| Goal 1 |
Scale the records that come after the text by rewriting every line, including the requests, with each bounding-box coordinate in the answers multiplied by 1.6 and rounded to the nearest whole number, halves rounding up.

| Text provided |
— BEGIN —

This issue tracker has been migrated to GitHub, and is currently read-only.
For more information, see the GitHub FAQs in the Python's Developer Guide.

classification
Title: stat cache for import bootstrap
Type: performance Stage: resolved
Components: Versions: Python 3.5
process
Status: closed Resolution: rejected
Dependencies: Superseder:
Assigned To: Nosy List: Arfrever, barry, brett.cannon, christian.heimes, eric.snow, pitrou, r.david.murray, vstinner
Priority: normal Keywords: patch

Created on 2013-10-10 11:20 by christian.heimes, last changed 2022-04-11 14:57 by admin. This issue is now closed.

Files
File name Uploaded Description Edit
import_stat_cache.patch christian.heimes, 2013-10-10 11:20 review
Messages (17)
msg199378 - (view) Author: Christian Heimes (christian.heimes) * (Python committer) Date: 2013-10-10 11:20
The import library uses excessive stat() calls. I've implemented a simple cache for the bootstrap module that reduces the amount of stat() calls by almost 1/3 (236 -> 159 on Linux).
msg199385 - (view) Author: STINNER Victor (vstinner) * (Python committer) Date: 2013-10-10 13:34
See also #14604.
msg199387 - (view) Author: Antoine Pitrou (pitrou) * (Python committer) Date: 2013-10-10 14:07
Benchmarks?
msg199400 - (view) Author: Brett Cannon (brett.cannon) * (Python committer) Date: 2013-10-10 16:50
A cursory look at the patch suggests that the cache use is permanent and so any dynamic changes to a file or directory after an initial caching will not be picked up. Did you run the test suite with this patch as it should have failed.
msg199401 - (view) Author: Christian Heimes (christian.heimes) * (Python committer) Date: 2013-10-10 17:54
Is the content of the bootstrap module used after the interpreter is boot strapped? I see ... that's a problem. It's a proof of concept anyway and the speed up is minimal. On my computer with a SSD the speedup barely measurable. I'd like to see if it makes a difference on a Raspbarry Pi or a NFS shares

I have another idea, too. Could we add an optional 'stat' argument to __init__() of FileLoader and ExtensionFileLoader so we can pass the stat object around and reuse it for loading?

— END —

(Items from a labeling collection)
— BEGIN —

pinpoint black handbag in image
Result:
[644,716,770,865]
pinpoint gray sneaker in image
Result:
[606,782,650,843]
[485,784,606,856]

— END —

| Goal 2 |
Repeat the part of the import stat cache issue text above between "Created on 2013-10-10" and "Messages (17)", inclusive, word for word.

| Full answer 1 |
pinpoint black handbag in image
Result:
[1030,1146,1232,1384]
pinpoint gray sneaker in image
Result:
[970,1251,1040,1349]
[776,1254,970,1370]

| Full answer 2 |
Created on 2013-10-10 11:20 by christian.heimes, last changed 2022-04-11 14:57 by admin. This issue is now closed.

Files
File name Uploaded Description Edit
import_stat_cache.patch christian.heimes, 2013-10-10 11:20 review
Messages (17)